## BEGIN

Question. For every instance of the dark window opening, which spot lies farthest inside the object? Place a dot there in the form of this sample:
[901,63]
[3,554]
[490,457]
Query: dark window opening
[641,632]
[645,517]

## END

REQUIRED TASK >> Retype the data above line for line, with no changes.

RESPONSE BELOW >>
Question. For every instance of the dark window opening, which spot lies farthest inside the object? Place a dot there in the form of this sample:
[901,63]
[3,554]
[490,457]
Query: dark window opening
[641,632]
[645,517]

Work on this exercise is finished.